▶ _Page excerpt_
▼
I googled that game and it took me all of 5 seconds to understand this is a complete game of its own. It isn't 5th Edition.
I played in a TotV game at a recent convention. I sat down, all excited to learn one of the new 5e replacement systems, and the GM tells us "Tales of the Valiant is 99% 5th edition." Oh, ok... one of the players, who was familiar with the system, made a badger-man race, because the rules have a "beast-kin" that allows for all the different anthropomorphic races, and there's a luck mechanic which mimics inspiration. Other than that, I guess it's nearly the same. I was glad to learn they didn't shoehorn their campaign setting lore into the rules like they did with their monster books.

But my take away was - why should I be interested in their system, when I already own the 5e books?
 


You are getting the gist correctly.

And you are giving a good example why so many efforts go awry, ending up as completely separate games... which defeats the point of starting out in the first place!

Not least because history is littered with the corpses of would-be D&D fixes or "killers". Heartbreaking to watch.

The point here would specifically be to not break away from D&D. Remain completely reliant on D&D. Be a supplement to, not a replacement of, D&D.
How is your idea compatiable with the current PHB is we change every single class to have two subclasses and have different features? And then redo every ability and spell that lets you do a thing into a bonus?
 

Well, for the systems that are covered by this hypothetical product, I want to be able to pretend this was how D&D worked all along.

So for classes, I'm not interested in making them work with the existing classes.

Imagine a reimagined set of classes that just happens to unlock the potential for much greater player option space, that just slots right into the rest of 5E!
▲
▶ _Required task 1_
Print the part of the forum discussion about Tales of the Valiant and 5th Edition that opens with the words containing "And you are" and closes with "into a bonus?".
▶ _Required task 2_
Carry on the forum discussion about Tales of the Valiant and 5th Edition from the point where it stops.

▶ _Listing_
▼
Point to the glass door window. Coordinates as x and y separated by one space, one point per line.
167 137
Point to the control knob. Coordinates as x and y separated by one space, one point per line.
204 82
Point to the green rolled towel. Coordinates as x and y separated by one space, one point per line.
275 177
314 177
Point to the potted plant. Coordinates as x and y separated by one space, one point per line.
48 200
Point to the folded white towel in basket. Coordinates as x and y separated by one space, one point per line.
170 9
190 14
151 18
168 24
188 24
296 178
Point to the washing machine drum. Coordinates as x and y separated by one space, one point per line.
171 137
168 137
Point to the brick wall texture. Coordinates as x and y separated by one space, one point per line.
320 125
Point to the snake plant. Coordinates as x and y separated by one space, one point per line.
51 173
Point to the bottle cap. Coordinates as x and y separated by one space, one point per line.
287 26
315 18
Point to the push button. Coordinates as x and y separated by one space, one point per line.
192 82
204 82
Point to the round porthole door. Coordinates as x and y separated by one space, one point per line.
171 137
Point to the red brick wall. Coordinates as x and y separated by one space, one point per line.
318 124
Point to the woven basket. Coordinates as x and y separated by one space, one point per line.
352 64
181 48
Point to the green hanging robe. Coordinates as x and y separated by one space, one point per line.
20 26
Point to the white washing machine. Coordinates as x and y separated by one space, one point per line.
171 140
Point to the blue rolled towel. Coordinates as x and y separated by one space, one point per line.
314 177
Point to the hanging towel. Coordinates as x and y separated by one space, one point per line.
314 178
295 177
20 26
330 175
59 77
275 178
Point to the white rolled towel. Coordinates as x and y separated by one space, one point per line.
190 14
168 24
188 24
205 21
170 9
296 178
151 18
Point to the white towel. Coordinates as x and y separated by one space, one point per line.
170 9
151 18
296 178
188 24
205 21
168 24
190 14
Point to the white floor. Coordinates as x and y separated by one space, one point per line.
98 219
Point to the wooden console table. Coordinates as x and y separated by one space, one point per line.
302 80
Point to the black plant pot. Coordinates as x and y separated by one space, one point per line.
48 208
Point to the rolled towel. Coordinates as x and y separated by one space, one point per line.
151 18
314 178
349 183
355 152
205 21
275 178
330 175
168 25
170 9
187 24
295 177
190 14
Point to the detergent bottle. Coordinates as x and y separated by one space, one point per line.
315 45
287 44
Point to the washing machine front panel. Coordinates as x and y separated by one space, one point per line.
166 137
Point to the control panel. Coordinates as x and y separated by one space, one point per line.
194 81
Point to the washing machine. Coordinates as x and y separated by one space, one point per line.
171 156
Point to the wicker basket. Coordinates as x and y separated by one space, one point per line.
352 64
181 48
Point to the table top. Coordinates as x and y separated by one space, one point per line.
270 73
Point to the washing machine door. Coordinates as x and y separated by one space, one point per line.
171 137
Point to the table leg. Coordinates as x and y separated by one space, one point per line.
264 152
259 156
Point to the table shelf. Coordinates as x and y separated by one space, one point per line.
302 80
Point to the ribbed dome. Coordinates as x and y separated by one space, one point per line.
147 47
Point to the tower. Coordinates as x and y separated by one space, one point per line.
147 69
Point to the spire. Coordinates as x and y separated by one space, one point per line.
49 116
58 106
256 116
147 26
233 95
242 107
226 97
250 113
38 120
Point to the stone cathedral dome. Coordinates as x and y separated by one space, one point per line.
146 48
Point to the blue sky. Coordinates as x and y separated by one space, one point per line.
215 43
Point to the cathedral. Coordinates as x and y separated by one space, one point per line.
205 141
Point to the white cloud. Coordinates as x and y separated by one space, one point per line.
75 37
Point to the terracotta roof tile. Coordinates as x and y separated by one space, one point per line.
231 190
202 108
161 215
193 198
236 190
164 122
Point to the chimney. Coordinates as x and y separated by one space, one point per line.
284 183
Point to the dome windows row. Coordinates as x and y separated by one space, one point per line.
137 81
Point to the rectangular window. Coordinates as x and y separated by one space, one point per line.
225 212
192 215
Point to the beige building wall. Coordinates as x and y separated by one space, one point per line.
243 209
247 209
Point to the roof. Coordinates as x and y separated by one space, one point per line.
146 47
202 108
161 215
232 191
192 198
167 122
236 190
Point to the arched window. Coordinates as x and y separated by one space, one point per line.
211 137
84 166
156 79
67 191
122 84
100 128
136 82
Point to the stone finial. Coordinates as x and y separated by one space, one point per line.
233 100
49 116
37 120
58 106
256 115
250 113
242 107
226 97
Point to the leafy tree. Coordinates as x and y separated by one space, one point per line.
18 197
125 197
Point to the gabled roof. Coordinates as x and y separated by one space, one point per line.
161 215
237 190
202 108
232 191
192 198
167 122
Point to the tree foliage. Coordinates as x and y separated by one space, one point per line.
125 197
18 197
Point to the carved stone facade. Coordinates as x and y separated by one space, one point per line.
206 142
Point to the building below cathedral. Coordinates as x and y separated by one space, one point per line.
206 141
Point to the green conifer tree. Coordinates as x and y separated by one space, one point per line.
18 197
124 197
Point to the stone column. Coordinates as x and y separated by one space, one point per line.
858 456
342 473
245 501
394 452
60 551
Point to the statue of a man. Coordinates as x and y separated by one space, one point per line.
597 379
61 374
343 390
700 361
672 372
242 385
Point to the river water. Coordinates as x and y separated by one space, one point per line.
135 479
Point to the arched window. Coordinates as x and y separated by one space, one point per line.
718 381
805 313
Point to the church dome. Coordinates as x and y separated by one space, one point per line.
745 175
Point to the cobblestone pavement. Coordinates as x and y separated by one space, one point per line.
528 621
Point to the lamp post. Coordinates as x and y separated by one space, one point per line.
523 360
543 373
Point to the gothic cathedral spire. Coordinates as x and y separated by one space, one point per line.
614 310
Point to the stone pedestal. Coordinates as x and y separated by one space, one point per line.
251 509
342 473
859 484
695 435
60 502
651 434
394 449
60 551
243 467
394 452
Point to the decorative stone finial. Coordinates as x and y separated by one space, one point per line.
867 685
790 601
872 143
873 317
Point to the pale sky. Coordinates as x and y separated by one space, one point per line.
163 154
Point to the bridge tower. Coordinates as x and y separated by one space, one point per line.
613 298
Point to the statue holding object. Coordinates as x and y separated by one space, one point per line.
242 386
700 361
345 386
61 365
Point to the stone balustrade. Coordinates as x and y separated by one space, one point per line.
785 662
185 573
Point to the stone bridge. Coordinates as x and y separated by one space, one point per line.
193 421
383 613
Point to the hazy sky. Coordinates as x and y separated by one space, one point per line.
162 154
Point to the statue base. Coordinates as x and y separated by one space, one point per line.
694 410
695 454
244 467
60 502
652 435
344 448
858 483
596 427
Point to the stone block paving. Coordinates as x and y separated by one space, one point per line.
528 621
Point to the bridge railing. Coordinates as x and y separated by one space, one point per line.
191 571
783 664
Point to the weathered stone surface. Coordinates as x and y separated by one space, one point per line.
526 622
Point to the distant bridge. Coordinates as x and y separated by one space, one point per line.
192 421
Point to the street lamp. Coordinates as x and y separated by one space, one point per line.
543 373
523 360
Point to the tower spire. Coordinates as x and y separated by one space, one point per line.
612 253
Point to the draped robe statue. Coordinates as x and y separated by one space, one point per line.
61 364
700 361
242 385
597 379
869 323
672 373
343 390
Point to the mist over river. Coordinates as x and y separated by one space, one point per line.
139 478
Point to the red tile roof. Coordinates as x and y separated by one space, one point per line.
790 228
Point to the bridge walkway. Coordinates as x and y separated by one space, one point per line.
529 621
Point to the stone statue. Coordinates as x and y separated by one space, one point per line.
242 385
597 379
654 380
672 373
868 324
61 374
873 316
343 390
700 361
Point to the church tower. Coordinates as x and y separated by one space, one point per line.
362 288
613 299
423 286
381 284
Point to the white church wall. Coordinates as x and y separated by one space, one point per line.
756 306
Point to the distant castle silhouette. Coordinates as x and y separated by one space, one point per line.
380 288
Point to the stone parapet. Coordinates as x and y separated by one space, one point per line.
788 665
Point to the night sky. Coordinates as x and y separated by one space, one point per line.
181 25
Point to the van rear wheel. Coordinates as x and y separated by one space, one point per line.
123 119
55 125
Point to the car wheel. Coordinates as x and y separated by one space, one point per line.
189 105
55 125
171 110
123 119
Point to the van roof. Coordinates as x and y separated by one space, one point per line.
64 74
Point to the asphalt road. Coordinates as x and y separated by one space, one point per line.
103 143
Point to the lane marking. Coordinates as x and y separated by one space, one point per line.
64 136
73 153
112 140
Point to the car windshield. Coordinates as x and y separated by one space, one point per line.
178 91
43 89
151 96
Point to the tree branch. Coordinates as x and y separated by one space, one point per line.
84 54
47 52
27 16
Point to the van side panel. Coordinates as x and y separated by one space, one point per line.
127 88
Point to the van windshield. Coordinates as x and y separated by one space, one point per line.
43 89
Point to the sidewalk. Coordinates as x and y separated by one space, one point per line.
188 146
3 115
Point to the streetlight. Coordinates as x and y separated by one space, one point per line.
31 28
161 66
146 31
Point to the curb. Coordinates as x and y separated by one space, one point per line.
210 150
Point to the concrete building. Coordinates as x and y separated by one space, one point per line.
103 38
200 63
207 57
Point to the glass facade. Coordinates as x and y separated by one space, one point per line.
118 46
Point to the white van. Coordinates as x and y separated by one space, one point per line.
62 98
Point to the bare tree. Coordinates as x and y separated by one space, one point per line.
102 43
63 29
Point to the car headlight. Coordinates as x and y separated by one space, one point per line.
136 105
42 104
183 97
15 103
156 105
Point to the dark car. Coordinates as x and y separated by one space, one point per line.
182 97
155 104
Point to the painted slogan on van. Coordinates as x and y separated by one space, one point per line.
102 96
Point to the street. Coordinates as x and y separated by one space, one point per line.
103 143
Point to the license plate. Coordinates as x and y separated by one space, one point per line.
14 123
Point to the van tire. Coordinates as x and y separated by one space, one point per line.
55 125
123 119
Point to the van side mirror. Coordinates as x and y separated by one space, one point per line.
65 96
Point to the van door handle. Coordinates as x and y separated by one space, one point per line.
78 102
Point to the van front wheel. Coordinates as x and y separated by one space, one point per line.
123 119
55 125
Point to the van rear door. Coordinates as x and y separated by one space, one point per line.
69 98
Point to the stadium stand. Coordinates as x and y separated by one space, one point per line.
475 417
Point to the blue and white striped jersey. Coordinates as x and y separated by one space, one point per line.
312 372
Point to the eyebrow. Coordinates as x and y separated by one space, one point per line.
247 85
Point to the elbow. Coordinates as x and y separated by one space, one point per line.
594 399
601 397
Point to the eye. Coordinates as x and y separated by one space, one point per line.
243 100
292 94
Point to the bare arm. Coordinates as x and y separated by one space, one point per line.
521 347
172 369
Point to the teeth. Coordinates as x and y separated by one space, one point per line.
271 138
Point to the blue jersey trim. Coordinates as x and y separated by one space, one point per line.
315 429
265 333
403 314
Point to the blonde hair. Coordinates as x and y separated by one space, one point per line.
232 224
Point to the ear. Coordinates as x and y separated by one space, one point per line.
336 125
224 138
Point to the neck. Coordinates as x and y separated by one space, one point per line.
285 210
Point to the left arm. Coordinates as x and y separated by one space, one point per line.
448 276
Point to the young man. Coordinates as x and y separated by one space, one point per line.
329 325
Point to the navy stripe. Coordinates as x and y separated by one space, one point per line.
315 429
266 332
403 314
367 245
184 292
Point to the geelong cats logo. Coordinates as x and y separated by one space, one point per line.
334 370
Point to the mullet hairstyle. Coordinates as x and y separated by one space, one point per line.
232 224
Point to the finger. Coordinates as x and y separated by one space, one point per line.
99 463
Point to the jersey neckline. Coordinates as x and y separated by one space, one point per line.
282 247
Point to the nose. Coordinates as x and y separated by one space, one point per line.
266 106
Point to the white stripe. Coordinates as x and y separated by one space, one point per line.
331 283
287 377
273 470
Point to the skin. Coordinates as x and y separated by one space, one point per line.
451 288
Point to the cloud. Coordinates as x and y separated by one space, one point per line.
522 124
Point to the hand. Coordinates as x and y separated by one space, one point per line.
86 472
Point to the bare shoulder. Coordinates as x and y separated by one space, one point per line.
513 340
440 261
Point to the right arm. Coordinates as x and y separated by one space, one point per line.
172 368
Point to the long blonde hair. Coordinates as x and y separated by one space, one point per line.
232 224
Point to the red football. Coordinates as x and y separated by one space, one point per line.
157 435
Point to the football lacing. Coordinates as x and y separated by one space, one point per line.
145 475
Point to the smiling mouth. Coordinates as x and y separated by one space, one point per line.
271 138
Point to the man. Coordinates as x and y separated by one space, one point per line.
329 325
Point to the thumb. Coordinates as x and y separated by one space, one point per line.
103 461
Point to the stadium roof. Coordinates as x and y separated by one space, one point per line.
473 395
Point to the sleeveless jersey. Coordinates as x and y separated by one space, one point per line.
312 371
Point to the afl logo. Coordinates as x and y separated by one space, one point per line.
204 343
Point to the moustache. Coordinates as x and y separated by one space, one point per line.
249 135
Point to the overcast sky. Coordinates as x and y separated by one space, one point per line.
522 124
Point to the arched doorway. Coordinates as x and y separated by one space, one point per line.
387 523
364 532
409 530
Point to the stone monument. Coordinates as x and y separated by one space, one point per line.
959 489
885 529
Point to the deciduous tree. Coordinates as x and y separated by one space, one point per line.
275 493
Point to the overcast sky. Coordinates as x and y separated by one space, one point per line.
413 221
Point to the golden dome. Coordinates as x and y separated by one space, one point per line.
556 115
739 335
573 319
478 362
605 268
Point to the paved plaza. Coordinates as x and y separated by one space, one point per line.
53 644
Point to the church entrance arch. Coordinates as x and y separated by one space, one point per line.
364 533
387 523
▲
▶ _Exercise answer 1_
And you are giving a good example why so many efforts go awry, ending up as completely separate games... which defeats the point of starting out in the first place!

Not least because history is littered with the corpses of would-be D&D fixes or "killers". Heartbreaking to watch.

The point here would specifically be to not break away from D&D. Remain completely reliant on D&D. Be a supplement to, not a replacement of, D&D.
How is your idea compatiable with the current PHB is we change every single class to have two subclasses and have different features? And then redo every ability and spell that lets you do a thing into a bonus?

▶ _Exercise answer 2_
Imagine if WotC actually created their Fighers and Rangers and Warlocks in such a way that everybody selected subclass at the same time, and all three characters could choose the same subclass... and also imagine if this choice wasn't "permanent" all the way up to level 20, but halfway-ish there you got to make a new selection to reflect upon what your character turned out to be and experience. Which also injects much needed energy into the third and fourth tier of the game, I believe.

This change alone would add to charbuilding greatly without changing the overall game's complexity; without adding any burden at all on the DM.

Yes I said "supplement not replace" but I meant that as a whole. I do not think adding supplementary classes that still work in conjunction with the existing ones is a viable approach. I meant that this hypothetical product should only do what it sets out to do, and not then "fix" (change beyond all recognition) any number of other things. If it isn't on the list in my OP, expect the game to work exactly as in vanilla D&D.
Alright, this flat out requires a new PHB. And this would be a massive change to the game. You're changing about half the entire PHB into something else entirely and trying to say it's still 5th Edition. Tales of the Valiant would be more "5th Edition" than the project you suggest.